■ Цитируемый отрывок ■
::::::::::

Не веселися своею пустой свободой дикарь или дикарю уподобившийся, "опростившийся" под чарами забвения; он понур и уныл.
И чтобы не быть "унылым гостем на темной земле", путь один-огненная смерть в духе. Dixi.
В. И.
15 июля 1920 г.
XII.
В. И. Иванову.
Вы сердитесь: дурной знак. В досаде на мою глухоту вы ставите меня в ряды "опрощенцев", "непомнящих родства", трусливых бегунов и пр., даже браните меня "интеллигентом" (а себя, хитрец, изукрасили: сын земли русской, да еще ученик из Саиса!) Вас сердит больше всего, что я упрямо твержу свое " Sic volo", а рассуждать отказываюсь. Но это неверно: я все время рассуждаю на перебой с вами. Так, например, в этом письме вы утверждаете две вещи: во-первых, что культура сама в своем дальнейшем развитии приведет к первоистокам жизни; надо только с усердием идти вперед-в конце пути, говорите вы, воссияет желанный свет, "забьют промеж старых плит студеные ключи, и кусты роз прозябнут из серых гробниц",-т. е. непотребная сейчас культура именно в дальнейшем своем непотребстве снова обретет начальное целомудрие. На это я отвечаю: не верю, и не вижу никакого основания так думать; только чудо превращает блудницу в святую Марию Магдалину. Таков, по вашей мысли, один путь: стихийная эволюция культуры. С этим вашим предсказанием плохо согласуется второй ваш тезис-что каждый человек должен огненной смертью в духе преодолевать культуру. Ведь одно из двух: если культура сама в своем развитии неуклонно ведет нас к Богу,-мне, отдельному, нечего суетиться; я могу спокойно продолжать свои вчерашние дела, читать лекции об экономическом развитии Англии в средние века, проводить железную дорогу из Ташкента в Крым, усовершенствовать дальнобойное орудие и технику удушливых газов; я даже обязан делать это, чтобы культура быстро шла вперед по проторенному ею пути,-чтобы ускорилось ее вожделенное завершение. А в таком случае огненная смерть личности не только не нужна,-она вредна, потому что личность, сгоревшая и воскресшая тем самым выходит из состава культурных работников. Напомню вам ваши собственные строки:
Кто познал тоску земных явлений,
Тот познал явлений красоту...
и дальше:
Кто познал явлений красоту,
Тот познал мечту Гиперборея:
Тишину и полноту
В сердце сладостно лелея,
Он зовет лазурь и пустоту.
Вот это верно: "зовет лазурь и пустоту". Он тотчас прекратит чтение лекций и, наверное, не сделает уже ни одного доклада в ученом обществе, где он был членом, даже ни разу больше не заглянет в него. Не говорю уже о том, что "огненная смерть в духе"- такая же редкость, как превращение блудниц в святых. Как же я не рассуждаю? Видите, рассуждаю и спорю.

::::::::::

(Данные указательных выражений по фотографиям)
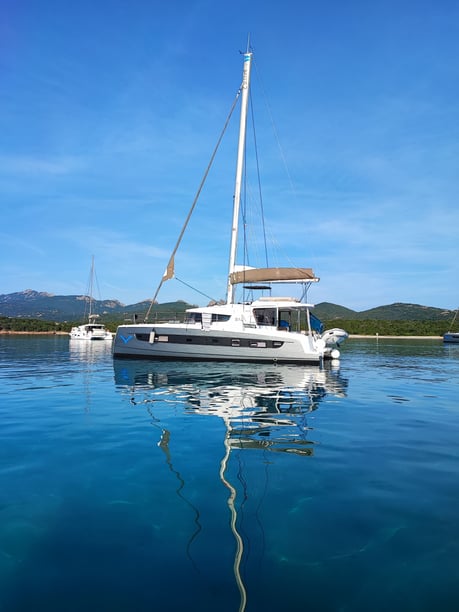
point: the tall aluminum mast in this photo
(239, 170)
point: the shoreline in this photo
(7, 332)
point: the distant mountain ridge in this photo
(41, 305)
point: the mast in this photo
(239, 171)
(91, 288)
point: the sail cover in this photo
(272, 275)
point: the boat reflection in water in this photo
(262, 407)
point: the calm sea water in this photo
(166, 486)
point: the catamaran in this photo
(267, 329)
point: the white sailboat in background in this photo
(91, 330)
(268, 329)
(452, 336)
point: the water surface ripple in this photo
(135, 485)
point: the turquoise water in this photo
(161, 486)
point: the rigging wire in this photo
(198, 193)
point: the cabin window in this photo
(265, 316)
(257, 343)
(216, 317)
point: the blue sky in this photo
(110, 110)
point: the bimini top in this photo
(273, 275)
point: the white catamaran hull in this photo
(178, 341)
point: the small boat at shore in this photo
(91, 330)
(450, 336)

::::::::::

■ Задания упражнения ■
• a. Переведите на английский язык следующее предложение из отрывка: «На это я отвечаю: не верю, и не вижу никакого основания так думать; только чудо превращает блудницу в святую Марию Магдалину».
• b. Лекции о чем, согласно отрывку, пишущий мог бы спокойно продолжать читать?

■ Ответы по пунктам ■
• a. To this I reply: I do not believe it, and I see no reason to think so; only a miracle turns a harlot into Saint Mary Magdalene.

• b. Об экономическом развитии Англии в средние века.